Given passage:
## Start
Do you know of any in-print (or at least available) editions of the Lensman series? I'm curious after hearing so much about them -- the original space opera that established the genre conventions, just like I Love Lucy established the genre conventions of the TV sitcom. (And demonstrated 50+ years of staying power.)
In an emergency, I could probably try the LASFS library, but I'd have to fight my way 50 miles across Greater Los Angeles during maximum traffic period to do so.
Ken
P.S. Anecdote about "staying power":
Several years ago, I was in New Orleans on a business trip. Bored out of my skull late at night, I channel-surfed the hotel TV and came across "New Testament Trek" (ST:TNG) -- the episode where Wesley Crusher became a god with the help of an Indian shaman. ("Native American" anything -- even Cherokee Hair Tampons (hee hee) -- being VEH-ry TREN-dy in Hollywood at the time.) All delivered with the solemnity of a Tridentine High Mass; I was expecting them to ring the sacring bell at the appropriate moment and remix in a reverb in their "Important Message" voice.
And suddenly I had a vision. (Not as spectacular as "Thirty Seconds over Narnia", but a similarly-vivid mental image.) All this Important Message solemnity, and in 10 years or so, when Indian Shamanism was no longer trendy, they'll be running it with Joel and the 'Bots at the bottom of the screen.
## End
(Labeled area outline rows)
## Start
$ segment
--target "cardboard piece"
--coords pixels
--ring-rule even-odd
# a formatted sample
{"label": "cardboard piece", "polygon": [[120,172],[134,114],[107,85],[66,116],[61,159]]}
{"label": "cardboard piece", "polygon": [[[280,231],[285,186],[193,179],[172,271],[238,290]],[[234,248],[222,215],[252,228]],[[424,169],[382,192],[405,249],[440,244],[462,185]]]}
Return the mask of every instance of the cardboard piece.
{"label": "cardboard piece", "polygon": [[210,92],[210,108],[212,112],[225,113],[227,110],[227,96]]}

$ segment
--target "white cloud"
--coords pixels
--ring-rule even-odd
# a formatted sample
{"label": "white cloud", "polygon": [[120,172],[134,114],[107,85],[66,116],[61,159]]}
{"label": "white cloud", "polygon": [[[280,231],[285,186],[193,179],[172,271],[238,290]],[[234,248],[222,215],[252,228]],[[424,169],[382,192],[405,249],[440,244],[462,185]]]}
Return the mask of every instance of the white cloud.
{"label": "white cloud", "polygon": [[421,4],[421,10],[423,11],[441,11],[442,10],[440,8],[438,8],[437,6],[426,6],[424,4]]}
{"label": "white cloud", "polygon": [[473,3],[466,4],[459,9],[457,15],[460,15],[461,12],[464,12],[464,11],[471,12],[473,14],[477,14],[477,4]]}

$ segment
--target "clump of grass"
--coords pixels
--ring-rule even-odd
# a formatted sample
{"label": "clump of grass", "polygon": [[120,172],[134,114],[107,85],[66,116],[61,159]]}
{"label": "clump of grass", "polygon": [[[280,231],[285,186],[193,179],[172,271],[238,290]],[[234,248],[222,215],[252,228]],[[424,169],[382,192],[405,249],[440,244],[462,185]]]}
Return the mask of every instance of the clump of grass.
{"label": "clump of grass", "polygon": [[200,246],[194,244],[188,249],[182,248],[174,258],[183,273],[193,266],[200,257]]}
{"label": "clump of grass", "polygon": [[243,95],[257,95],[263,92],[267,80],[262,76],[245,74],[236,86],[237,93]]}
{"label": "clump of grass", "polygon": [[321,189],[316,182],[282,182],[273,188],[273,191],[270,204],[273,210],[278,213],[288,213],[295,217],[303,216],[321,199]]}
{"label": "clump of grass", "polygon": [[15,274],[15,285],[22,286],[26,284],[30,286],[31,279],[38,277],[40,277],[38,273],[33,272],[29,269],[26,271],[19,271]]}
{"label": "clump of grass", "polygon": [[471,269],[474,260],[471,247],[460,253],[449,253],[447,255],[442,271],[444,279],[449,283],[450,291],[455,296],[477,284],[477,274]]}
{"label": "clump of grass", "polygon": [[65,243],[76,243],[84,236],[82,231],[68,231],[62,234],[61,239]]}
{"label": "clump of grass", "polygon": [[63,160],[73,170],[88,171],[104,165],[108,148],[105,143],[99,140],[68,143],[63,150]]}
## End
To-do list:
1/ Rewrite the rows as a numbered list, starting at the first row and ending at the row that contains "Return the mask of every instance of the cardboard". Leave out blank lines.
2/ Extend the post asking about Lensman editions past its last sentence.

Answers to the problems:
1/
1. $ segment
2. --target "cardboard piece"
3. --coords pixels
4. --ring-rule even-odd
5. # a formatted sample
6. {"label": "cardboard piece", "polygon": [[120,172],[134,114],[107,85],[66,116],[61,159]]}
7. {"label": "cardboard piece", "polygon": [[[280,231],[285,186],[193,179],[172,271],[238,290]],[[234,248],[222,215],[252,228]],[[424,169],[382,192],[405,249],[440,244],[462,185]]]}
8. Return the mask of every instance of the cardboard piece.

2/
Got me wondering on what has staying power and what does not. (Obviously, Conan the Barbarian and I Love Lucy have it.)
My conclusion? Nothing gets stale faster than over-relevance. Except for pretentious over-relevance.
We now return you to your regularly-scheduled program. Cyberpunk sf never made any sense (I'll go into this at greater length if you like someday). Cyberpunk has unfortunately become accepted as a Hollywood cliche -- as always with Hollywood they have adopted the stupidest concepts in the genre.
Oh, I'd love to hear your words on the Cyberpunk genre.
The usual criticism I've heard is, "Everyone is either an aristocrat partying to death or an illiterate peasant/minimum wage laborer starving in the slums, yet the society as a whole is still developing new technology", or something like that. Something about how the tech base should be dropping, I think?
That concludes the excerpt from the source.